[[ Records to use, beginning ]]

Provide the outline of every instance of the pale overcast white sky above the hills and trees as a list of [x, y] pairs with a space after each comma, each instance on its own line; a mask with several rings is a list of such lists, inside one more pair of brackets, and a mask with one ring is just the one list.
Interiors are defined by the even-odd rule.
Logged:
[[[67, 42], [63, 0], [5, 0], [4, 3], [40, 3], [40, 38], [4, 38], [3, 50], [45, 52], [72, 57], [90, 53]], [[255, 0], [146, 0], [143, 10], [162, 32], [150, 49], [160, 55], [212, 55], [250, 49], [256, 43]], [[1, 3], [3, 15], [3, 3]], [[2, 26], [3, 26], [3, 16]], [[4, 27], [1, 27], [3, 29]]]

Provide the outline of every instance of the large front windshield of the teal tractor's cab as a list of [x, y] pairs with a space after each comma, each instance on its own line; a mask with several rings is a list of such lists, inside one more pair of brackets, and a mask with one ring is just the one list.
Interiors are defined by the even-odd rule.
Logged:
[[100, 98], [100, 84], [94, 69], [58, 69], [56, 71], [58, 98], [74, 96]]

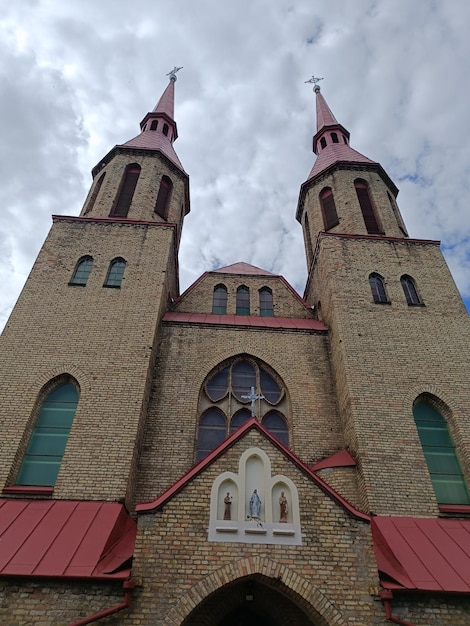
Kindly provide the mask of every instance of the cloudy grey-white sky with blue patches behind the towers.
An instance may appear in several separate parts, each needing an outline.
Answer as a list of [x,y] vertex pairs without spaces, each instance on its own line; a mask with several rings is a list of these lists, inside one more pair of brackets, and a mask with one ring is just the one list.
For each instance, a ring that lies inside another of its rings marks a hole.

[[ Records to use, end ]]

**Activity:**
Should any entry above carry a picture, omit it and repeat everything else word for word.

**Response to the task:**
Provide the outline of every instance of the pale overcast white sky above the hills and trees as a list of [x, y] pairs with a space after each comma, each instance on its own line; a mask with several rings is a list of such lists, inside one more pair of brackets, and a mask with one ring is just the one list.
Interiors are defined by the even-odd rule.
Logged:
[[[67, 42], [63, 0], [5, 0], [4, 3], [40, 3], [40, 38], [4, 38], [3, 50], [45, 52], [72, 57], [90, 53]], [[255, 0], [146, 0], [143, 10], [162, 32], [150, 49], [160, 55], [212, 55], [250, 49], [256, 43]], [[1, 3], [3, 15], [3, 3]], [[2, 26], [3, 26], [3, 16]], [[4, 27], [1, 27], [3, 29]]]

Provide the outline of every instance of the large front windshield of the teal tractor's cab as a list of [x, y] pairs with a space after each comma, each instance on its own line; a mask with several rings is a list of such lists, inside one more pair of brackets, and a mask with one ring is just the one list.
Interiors are defined by the even-odd rule.
Logged:
[[100, 98], [100, 84], [94, 69], [58, 69], [56, 71], [58, 98], [74, 96]]

Kindly provide the mask of every instance of the cloudy grey-white sky with blue patches behind the towers.
An instance may appear in several separate parts, each needing an outline.
Answer as a list of [x,y] vertex pairs without spaces, each instance on its own line; a mask with several rings is a list of these lists, inside one more pair of brackets, and a mask with one ring is just the one list.
For each instance, a ring that lies inside another of its rings marks a hole.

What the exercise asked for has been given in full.